◆ To do: Hunt through the entries for the word "with" and copy each line in which it appears.

[Material provided]

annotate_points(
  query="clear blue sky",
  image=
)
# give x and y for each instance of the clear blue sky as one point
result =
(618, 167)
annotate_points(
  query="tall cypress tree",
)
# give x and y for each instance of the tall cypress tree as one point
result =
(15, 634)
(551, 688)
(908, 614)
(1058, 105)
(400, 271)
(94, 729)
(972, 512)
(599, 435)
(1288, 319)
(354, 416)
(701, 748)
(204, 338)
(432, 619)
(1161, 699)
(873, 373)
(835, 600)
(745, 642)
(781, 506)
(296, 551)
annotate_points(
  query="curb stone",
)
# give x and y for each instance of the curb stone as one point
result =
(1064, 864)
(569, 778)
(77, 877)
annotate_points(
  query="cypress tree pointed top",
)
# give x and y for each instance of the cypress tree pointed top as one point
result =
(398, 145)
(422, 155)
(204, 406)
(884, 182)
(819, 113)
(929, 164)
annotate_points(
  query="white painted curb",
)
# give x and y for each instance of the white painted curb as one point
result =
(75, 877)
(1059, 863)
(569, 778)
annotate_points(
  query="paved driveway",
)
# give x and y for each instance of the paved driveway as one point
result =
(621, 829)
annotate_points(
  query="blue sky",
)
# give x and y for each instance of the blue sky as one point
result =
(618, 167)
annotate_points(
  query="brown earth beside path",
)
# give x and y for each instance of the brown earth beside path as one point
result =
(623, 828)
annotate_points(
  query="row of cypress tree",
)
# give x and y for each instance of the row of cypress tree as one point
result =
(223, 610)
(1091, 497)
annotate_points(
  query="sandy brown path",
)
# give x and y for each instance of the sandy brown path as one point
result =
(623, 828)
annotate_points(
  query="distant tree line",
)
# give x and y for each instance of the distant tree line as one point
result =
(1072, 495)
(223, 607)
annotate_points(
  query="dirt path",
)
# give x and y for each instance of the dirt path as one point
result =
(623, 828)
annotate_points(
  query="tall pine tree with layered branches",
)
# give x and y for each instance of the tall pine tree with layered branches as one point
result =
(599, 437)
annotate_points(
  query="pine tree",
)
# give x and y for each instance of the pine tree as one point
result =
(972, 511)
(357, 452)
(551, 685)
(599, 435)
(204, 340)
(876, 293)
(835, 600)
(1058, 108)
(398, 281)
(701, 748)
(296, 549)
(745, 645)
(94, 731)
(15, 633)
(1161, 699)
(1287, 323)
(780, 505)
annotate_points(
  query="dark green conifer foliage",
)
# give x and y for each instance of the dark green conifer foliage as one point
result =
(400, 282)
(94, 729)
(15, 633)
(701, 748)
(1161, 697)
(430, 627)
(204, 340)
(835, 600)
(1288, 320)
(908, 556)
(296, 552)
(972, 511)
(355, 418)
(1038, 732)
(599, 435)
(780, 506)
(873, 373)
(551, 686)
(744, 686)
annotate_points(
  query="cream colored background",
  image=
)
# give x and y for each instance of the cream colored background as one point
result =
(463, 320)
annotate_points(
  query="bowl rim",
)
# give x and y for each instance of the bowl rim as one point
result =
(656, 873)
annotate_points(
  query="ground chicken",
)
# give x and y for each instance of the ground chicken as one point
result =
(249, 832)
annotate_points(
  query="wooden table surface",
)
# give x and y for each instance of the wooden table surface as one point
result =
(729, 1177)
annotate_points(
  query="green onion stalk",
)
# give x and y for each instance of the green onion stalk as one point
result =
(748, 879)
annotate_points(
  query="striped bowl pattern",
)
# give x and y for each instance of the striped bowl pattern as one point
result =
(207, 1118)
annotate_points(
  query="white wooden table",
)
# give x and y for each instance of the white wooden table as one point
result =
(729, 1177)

[/Material provided]

◆ Exercise answer:
  query="tall pine tree with layered branches",
# give x and y for each instance of the tall pine tree with layered branches as one point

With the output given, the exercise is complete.